___ THE RECORDS ___

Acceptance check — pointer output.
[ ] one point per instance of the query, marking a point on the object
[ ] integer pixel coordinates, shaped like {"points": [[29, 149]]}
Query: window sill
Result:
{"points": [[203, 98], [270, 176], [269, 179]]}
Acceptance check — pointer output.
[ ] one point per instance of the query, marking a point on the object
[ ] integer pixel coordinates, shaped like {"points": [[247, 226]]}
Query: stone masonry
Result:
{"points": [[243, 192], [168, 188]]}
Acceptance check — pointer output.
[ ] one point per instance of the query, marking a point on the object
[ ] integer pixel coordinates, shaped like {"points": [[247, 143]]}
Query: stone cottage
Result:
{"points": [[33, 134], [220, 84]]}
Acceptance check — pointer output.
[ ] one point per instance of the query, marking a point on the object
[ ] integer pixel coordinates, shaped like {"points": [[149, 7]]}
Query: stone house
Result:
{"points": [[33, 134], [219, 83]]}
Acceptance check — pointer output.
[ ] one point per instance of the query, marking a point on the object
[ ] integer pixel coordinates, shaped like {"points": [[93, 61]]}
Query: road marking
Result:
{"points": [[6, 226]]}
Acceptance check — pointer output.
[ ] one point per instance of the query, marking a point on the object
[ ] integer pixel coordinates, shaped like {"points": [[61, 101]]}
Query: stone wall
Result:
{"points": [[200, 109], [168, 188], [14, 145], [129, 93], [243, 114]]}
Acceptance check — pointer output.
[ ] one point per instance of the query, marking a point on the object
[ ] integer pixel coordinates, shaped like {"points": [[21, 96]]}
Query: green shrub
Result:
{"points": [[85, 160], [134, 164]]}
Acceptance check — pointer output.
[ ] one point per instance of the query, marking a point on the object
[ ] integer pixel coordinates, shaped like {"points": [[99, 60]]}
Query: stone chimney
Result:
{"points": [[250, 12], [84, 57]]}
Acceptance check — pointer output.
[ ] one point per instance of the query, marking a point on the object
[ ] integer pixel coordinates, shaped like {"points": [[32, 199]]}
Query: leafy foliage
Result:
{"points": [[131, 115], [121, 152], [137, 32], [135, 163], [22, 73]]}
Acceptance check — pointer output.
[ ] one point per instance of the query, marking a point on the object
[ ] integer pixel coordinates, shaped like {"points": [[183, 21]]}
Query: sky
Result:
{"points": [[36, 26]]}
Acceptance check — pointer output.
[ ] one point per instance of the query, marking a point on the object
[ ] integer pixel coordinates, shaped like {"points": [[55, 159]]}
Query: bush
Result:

___

PROBLEM DESCRIPTION:
Extract all of the data exactly as written.

SOLUTION BELOW:
Acceptance check — pointer output.
[ ] one point per instance of the query, marking a point on the object
[ ] integer pixel coordinates, shaped like {"points": [[29, 149]]}
Query: window sill
Result:
{"points": [[203, 98], [270, 176], [269, 179]]}
Acceptance check — pointer output.
[ ] one point per instance of the query, marking a point on the object
[ ] integer pixel coordinates, shaped like {"points": [[247, 226]]}
Query: stone masonry
Result:
{"points": [[243, 192], [168, 188]]}
Acceptance check — pointer output.
[ ] one point per instance of the query, marking a point on the object
[ ] integer pixel coordinates, shaped like {"points": [[247, 143]]}
Query: stone cottage
Result:
{"points": [[33, 134], [220, 84]]}
Acceptance check — pointer output.
[ ] one point per instance of the query, marking a point on the object
[ ] integer pixel coordinates, shaped like {"points": [[149, 7]]}
Query: stone house
Result:
{"points": [[33, 134], [219, 83]]}
Acceptance check — pointer output.
[ ] one point per instance of the query, marking a point on the object
[ ] integer pixel coordinates, shaped like {"points": [[93, 61]]}
Query: road marking
Result:
{"points": [[6, 226]]}
Acceptance check — pointer output.
[ ] one point per instance of the query, marking a point on the object
[ ] integer pixel coordinates, shaped like {"points": [[61, 101]]}
Query: stone wall
Result:
{"points": [[200, 109], [168, 188], [14, 145], [129, 93], [243, 114]]}
Acceptance check — pointer output.
[ ] one point per instance of the query, marking a point on the object
[ ] integer pixel coordinates, shaped like {"points": [[21, 96]]}
Query: green shrub
Result:
{"points": [[85, 160], [134, 164]]}
Acceptance check — pointer output.
[ ] one point per instance of the query, marking a point on the object
[ ] integer pixel coordinates, shaped like {"points": [[99, 60]]}
Query: stone chimney
Result:
{"points": [[250, 12], [84, 57]]}
Acceptance check — pointer output.
[ ] one point per instance of the query, marking a point on the object
[ ] integer pixel coordinates, shaped like {"points": [[32, 199]]}
Query: leafy foliage
Result:
{"points": [[131, 115], [121, 152], [137, 32], [135, 163], [22, 73]]}
Acceptance check — pointer output.
[ ] one point per instance of the query, marking a point on the object
[ ] integer pixel coordinates, shaped like {"points": [[183, 21]]}
Query: sky
Result:
{"points": [[36, 26]]}
Acceptance check — pointer output.
[ ] one point per instance of the query, marking a point on the object
[ ] integer pixel coordinates, shaped like {"points": [[55, 159]]}
Query: bush
Result:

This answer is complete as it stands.